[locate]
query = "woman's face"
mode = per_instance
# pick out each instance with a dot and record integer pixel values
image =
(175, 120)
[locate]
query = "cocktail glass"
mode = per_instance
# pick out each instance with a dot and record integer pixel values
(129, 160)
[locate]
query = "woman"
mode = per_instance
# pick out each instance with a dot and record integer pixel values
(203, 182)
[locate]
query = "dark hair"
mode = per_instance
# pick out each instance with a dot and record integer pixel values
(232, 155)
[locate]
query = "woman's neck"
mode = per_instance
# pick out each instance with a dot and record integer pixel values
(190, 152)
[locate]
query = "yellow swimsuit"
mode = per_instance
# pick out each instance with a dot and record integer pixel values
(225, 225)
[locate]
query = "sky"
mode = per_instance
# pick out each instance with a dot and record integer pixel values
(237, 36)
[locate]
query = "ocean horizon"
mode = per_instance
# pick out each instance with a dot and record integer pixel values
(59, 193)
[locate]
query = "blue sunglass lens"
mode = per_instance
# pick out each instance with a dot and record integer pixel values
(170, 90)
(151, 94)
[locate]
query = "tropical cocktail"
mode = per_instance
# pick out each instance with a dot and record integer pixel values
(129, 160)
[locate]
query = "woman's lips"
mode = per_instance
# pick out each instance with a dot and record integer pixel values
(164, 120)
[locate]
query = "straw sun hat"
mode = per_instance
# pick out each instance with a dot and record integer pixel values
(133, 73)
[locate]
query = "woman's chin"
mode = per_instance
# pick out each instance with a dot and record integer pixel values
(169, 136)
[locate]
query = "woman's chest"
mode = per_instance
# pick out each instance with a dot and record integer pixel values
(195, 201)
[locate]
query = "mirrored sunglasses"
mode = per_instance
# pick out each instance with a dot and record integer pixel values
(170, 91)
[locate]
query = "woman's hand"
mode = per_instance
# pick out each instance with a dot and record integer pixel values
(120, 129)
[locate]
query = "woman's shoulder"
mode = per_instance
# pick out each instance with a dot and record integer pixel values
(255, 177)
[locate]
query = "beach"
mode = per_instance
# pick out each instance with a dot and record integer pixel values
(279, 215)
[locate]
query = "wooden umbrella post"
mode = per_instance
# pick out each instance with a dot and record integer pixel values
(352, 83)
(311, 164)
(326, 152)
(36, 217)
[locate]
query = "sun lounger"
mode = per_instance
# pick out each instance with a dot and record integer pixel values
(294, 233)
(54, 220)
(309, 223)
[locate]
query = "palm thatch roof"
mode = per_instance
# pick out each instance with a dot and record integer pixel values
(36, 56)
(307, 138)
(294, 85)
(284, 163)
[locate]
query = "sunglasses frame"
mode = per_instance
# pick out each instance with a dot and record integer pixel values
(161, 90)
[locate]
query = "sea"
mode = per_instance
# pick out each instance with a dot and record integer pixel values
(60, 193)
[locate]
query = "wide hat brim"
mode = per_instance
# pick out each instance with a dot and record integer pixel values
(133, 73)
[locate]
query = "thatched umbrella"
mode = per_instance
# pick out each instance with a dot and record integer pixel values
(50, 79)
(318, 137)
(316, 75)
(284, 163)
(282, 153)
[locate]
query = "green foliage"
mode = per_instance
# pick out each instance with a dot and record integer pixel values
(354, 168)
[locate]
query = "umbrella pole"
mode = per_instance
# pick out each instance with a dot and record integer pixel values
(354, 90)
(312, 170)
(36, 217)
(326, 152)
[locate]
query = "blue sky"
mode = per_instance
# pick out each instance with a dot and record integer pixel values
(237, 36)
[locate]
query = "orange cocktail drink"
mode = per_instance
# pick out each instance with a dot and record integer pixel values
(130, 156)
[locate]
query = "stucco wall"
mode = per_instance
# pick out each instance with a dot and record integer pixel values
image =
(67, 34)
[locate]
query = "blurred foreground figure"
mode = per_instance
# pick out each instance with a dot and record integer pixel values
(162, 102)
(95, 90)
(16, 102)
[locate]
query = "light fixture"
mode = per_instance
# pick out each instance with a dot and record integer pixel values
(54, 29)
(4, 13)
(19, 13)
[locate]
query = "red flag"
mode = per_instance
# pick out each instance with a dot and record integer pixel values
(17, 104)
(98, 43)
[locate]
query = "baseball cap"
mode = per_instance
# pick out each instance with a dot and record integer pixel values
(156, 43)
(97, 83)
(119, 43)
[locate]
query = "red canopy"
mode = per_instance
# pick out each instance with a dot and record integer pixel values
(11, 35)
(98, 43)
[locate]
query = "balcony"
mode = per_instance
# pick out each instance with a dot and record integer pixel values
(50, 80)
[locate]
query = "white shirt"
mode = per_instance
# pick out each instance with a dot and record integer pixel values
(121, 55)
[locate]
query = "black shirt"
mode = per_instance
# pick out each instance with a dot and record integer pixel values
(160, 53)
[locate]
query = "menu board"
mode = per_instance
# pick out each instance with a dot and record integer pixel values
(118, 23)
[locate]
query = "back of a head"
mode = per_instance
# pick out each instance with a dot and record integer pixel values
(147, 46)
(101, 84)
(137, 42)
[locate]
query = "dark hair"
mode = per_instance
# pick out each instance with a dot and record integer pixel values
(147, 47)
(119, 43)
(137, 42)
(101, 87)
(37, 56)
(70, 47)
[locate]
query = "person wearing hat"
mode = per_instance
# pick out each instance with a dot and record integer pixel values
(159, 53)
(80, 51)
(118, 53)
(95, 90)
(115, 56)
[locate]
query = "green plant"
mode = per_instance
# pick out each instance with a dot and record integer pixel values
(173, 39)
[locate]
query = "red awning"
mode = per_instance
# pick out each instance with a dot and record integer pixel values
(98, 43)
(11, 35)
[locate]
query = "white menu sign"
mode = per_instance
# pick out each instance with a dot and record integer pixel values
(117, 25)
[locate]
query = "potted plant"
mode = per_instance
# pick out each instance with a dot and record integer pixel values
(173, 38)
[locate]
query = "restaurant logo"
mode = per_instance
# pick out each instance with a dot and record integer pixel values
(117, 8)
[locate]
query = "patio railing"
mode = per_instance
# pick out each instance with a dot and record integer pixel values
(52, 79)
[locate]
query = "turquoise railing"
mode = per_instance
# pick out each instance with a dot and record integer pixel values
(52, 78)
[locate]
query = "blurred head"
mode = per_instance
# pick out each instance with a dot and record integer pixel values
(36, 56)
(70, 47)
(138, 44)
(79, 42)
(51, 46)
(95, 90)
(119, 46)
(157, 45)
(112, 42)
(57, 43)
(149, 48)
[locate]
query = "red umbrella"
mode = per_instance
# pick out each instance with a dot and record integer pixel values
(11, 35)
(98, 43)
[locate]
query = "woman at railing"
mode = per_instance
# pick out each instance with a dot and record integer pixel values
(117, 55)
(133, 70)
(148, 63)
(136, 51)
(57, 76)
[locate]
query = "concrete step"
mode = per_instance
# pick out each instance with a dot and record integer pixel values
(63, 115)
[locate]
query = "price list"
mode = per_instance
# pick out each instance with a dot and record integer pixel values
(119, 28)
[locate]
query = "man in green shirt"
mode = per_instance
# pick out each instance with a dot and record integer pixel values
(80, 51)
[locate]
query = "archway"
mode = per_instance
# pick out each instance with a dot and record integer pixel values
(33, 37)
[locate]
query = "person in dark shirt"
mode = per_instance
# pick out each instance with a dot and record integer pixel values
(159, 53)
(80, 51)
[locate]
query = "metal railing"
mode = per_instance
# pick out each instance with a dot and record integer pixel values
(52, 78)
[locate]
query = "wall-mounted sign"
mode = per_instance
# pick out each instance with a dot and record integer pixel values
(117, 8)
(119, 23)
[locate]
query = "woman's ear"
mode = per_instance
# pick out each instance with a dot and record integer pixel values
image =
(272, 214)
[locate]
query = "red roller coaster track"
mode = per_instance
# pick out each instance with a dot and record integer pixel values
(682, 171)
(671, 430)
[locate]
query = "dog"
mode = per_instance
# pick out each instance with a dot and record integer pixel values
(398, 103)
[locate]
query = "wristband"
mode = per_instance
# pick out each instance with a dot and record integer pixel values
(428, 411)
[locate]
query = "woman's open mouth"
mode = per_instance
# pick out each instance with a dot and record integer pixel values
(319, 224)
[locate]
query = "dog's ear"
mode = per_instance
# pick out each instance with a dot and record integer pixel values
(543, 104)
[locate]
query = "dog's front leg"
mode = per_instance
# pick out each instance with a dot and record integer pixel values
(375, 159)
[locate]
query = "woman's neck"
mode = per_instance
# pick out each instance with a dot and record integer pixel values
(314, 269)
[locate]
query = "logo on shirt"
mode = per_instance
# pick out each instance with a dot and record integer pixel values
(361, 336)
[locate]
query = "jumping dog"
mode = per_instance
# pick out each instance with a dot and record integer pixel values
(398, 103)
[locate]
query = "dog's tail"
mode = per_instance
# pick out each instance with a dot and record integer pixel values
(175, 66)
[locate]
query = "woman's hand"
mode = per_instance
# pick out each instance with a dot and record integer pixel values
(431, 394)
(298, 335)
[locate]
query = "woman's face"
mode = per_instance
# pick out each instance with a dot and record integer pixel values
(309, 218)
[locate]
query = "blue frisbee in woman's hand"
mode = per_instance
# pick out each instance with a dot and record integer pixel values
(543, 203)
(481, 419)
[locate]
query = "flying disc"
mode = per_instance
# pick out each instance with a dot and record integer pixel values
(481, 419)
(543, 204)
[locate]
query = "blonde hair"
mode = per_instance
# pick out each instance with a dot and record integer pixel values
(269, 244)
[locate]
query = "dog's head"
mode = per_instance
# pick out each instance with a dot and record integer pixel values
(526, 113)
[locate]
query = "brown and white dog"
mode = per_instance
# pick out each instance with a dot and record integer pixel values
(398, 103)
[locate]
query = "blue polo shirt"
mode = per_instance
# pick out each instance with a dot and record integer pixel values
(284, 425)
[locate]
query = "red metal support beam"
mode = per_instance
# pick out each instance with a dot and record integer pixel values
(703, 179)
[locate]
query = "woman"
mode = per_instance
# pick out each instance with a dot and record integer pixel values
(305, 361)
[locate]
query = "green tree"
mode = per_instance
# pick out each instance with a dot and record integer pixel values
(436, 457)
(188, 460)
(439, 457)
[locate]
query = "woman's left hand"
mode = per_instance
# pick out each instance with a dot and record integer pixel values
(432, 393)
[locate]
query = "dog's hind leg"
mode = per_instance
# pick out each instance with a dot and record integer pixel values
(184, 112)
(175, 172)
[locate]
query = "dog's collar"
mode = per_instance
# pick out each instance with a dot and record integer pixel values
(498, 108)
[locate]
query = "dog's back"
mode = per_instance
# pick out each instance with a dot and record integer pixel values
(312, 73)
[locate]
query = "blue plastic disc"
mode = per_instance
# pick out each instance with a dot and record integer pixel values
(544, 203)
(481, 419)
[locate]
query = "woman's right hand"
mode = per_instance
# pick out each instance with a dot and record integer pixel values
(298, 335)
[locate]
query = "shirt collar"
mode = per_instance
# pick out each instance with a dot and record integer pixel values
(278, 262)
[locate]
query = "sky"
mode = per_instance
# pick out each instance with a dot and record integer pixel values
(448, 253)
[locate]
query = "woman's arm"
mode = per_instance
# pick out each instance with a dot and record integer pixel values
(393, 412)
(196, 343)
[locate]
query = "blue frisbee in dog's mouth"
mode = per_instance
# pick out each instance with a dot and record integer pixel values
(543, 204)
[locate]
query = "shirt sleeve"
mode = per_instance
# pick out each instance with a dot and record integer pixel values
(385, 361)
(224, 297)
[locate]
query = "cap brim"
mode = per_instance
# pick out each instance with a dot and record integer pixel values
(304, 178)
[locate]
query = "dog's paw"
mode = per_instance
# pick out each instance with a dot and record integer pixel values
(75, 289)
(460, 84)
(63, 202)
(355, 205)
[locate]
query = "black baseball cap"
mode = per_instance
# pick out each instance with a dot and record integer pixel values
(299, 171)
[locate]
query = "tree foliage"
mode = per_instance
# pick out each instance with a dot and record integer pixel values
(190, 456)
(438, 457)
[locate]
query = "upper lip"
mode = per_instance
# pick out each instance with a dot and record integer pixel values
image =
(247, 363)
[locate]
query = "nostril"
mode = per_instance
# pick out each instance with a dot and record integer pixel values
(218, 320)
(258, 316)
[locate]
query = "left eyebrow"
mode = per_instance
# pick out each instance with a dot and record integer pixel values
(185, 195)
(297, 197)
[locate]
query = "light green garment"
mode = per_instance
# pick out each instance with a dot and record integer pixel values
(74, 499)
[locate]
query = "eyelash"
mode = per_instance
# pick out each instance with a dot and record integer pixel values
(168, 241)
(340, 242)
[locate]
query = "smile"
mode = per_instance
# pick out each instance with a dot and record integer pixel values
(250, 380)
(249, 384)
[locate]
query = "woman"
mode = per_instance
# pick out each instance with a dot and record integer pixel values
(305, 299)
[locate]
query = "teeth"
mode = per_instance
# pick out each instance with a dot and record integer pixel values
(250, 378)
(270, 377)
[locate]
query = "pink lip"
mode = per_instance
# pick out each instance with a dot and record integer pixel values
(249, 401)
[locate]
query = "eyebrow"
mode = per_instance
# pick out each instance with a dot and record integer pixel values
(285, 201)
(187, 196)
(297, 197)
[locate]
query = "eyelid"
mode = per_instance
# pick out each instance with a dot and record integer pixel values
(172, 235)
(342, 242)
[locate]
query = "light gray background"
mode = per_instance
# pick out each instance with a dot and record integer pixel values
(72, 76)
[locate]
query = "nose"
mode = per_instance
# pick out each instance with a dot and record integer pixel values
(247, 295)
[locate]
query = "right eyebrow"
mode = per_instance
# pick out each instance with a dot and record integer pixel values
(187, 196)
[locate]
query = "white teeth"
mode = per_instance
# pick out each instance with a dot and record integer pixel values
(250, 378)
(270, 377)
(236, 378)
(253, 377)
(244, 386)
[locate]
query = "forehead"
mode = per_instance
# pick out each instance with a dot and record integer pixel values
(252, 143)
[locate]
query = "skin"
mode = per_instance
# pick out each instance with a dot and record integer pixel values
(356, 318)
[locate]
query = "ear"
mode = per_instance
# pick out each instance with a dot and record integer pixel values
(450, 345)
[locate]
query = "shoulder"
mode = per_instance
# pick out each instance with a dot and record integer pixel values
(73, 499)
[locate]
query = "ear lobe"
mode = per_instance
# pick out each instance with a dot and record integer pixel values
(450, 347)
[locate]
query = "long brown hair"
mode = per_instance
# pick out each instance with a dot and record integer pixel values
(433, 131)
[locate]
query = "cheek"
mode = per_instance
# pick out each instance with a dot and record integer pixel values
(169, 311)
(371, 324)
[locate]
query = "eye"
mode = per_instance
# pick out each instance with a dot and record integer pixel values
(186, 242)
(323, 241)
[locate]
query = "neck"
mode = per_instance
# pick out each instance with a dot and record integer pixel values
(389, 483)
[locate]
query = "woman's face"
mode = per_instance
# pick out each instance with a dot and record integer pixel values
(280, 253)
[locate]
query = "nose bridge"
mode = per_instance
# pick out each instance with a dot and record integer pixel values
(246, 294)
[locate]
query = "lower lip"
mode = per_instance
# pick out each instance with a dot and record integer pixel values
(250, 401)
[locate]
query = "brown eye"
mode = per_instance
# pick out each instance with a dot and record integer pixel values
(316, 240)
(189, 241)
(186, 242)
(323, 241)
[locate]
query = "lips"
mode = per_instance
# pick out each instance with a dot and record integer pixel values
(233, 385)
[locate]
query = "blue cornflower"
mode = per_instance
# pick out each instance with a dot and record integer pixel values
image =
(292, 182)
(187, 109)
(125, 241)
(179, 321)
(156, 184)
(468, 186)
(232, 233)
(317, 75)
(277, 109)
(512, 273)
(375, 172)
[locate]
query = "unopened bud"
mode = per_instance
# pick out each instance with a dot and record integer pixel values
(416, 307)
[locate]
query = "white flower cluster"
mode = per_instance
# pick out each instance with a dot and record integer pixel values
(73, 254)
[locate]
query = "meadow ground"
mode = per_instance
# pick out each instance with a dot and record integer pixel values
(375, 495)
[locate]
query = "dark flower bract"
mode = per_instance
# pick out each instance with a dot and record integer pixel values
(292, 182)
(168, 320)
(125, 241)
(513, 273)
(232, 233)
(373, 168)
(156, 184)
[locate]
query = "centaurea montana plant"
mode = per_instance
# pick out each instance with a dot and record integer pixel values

• _DIRECTIVE_
Extract each line of the material above that contains the string "shirt".

• _RESULT OF THIS EXERCISE_
query = "white shirt"
query = "black shirt"
query = "man in green shirt"
query = "person in dark shirt"
query = "logo on shirt"
query = "blue polo shirt"
query = "shirt collar"
query = "shirt sleeve"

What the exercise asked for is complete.